Please pull out every line of the data below that contains the word "glass" and copy each of those lines in full.

--- start Information provided ---

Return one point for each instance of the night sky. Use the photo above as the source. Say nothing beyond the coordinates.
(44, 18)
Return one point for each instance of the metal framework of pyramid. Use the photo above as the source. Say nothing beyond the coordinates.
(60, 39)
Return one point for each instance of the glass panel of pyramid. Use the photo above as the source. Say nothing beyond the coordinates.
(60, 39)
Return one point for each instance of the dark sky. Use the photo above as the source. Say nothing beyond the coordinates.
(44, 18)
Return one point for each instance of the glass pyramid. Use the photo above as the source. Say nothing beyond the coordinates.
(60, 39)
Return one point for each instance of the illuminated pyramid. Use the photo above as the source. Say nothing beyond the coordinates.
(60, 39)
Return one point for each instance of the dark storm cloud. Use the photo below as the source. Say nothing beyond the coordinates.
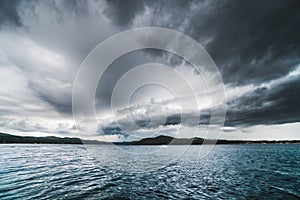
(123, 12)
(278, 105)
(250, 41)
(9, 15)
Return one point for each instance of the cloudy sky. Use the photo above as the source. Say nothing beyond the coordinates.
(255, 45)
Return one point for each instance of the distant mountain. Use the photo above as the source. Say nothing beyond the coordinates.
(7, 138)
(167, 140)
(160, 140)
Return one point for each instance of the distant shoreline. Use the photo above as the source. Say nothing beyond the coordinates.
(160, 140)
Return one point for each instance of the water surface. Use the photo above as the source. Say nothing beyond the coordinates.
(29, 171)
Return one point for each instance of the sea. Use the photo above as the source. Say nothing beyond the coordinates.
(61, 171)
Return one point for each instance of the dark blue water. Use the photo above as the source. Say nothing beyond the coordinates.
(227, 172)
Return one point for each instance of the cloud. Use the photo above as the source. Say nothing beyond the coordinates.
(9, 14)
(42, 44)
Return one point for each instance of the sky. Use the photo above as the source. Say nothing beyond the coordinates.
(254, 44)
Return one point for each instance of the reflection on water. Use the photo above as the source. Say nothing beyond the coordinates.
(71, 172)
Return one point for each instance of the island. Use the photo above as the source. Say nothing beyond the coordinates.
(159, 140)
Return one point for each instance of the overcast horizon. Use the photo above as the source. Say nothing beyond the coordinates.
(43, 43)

--- end Information provided ---
--- start Information provided ---

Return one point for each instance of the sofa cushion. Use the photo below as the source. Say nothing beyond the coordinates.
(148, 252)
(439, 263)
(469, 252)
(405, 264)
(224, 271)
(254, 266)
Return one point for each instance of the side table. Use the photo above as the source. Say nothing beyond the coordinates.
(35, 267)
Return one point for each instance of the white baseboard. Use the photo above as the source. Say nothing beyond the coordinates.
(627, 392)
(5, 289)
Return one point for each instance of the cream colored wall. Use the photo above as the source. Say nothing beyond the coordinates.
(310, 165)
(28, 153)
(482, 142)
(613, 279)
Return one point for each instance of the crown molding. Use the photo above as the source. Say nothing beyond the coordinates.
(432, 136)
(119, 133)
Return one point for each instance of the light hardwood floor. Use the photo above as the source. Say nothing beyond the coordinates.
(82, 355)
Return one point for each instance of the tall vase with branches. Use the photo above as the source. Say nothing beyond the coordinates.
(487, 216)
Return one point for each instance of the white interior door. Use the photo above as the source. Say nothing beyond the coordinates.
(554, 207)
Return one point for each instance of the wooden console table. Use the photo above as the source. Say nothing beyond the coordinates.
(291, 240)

--- end Information provided ---

* [Task answer]:
Return one point for each instance of the glass panel of pyramid. Use the photo above as the source. Say nothing beyond the coordinates.
Return one point for each instance of the glass pyramid. Use the photo above as the source. Say nothing beyond the coordinates.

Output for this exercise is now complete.